Write out each of the records below word for word, keeping every line in its original order.

══ DATA PROVIDED

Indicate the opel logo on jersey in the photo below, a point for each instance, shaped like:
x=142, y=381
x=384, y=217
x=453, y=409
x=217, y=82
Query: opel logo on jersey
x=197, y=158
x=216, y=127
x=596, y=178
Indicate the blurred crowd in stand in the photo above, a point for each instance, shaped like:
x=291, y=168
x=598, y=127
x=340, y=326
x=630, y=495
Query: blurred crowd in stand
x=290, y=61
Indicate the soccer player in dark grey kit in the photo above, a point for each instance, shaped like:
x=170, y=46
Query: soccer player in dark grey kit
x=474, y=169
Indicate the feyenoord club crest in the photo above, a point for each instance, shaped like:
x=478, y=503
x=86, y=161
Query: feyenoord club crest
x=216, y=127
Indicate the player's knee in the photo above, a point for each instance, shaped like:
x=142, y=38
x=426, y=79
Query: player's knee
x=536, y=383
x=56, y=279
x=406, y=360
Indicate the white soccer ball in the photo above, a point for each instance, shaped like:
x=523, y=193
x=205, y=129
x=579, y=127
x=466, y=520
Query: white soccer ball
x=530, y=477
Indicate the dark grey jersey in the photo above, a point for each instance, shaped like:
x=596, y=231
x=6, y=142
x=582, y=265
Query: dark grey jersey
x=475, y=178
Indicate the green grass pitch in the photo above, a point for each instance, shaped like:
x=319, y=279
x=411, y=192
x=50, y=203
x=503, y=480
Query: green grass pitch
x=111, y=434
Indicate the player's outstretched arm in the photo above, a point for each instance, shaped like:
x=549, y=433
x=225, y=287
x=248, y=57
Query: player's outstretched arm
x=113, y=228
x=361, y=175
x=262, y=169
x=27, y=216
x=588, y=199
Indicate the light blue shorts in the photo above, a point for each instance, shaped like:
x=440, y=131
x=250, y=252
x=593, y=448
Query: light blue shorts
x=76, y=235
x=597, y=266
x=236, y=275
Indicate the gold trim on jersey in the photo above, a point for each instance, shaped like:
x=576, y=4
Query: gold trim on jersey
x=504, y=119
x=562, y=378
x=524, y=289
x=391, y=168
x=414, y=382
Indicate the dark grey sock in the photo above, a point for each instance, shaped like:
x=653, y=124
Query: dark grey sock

════

ANSWER.
Indicate the opel logo on jersey in the photo below, a point for each instance, shaped like:
x=142, y=381
x=384, y=217
x=453, y=409
x=217, y=82
Query: opel logo on jersey
x=197, y=158
x=216, y=127
x=596, y=178
Indicate the blurred crowd in stand in the photo above, a point for each instance, shaped like:
x=291, y=168
x=598, y=127
x=340, y=326
x=630, y=495
Query: blurred crowd in stand
x=290, y=61
Indicate the soccer player in dark grey kit in the photo above, a point for each instance, shaped like:
x=170, y=46
Query: soccer player in dark grey kit
x=474, y=169
Indicate the feyenoord club crest in the photo above, a point for each instance, shaped like:
x=478, y=503
x=86, y=161
Query: feyenoord club crest
x=216, y=127
Indicate the player's knee in the photo above, a point for each instance, shaped like:
x=142, y=38
x=426, y=79
Query: player's knee
x=536, y=383
x=56, y=279
x=406, y=360
Indicate the white soccer ball in the photo above, a point for each instance, shaped like:
x=523, y=193
x=205, y=129
x=579, y=127
x=466, y=520
Query: white soccer ball
x=530, y=477
Indicate the dark grey jersey in the photo above, a point for each instance, shaped like:
x=596, y=231
x=6, y=142
x=582, y=265
Query: dark grey jersey
x=475, y=178
Indicate the green grass pitch in the photo above, a point for each instance, shaped like:
x=319, y=279
x=411, y=192
x=50, y=203
x=503, y=480
Query: green grass pitch
x=111, y=434
Indicate the player's outstretched arm in the photo above, a point for each instance, shaped like:
x=549, y=433
x=225, y=287
x=248, y=57
Query: player's outstretched arm
x=113, y=228
x=361, y=175
x=262, y=169
x=27, y=216
x=588, y=199
Indicate the light blue shorts in the photo above, a point for each instance, shaped like:
x=440, y=131
x=250, y=252
x=593, y=448
Query: light blue shorts
x=76, y=235
x=597, y=266
x=236, y=275
Indicate the gold trim on jersey in the photo above, a point for each instance, shaped like:
x=576, y=4
Query: gold trim on jersey
x=504, y=119
x=562, y=378
x=524, y=289
x=391, y=168
x=414, y=382
Indicate the dark grey sock in the photo above, a point for each instance, shaped like:
x=653, y=124
Query: dark grey sock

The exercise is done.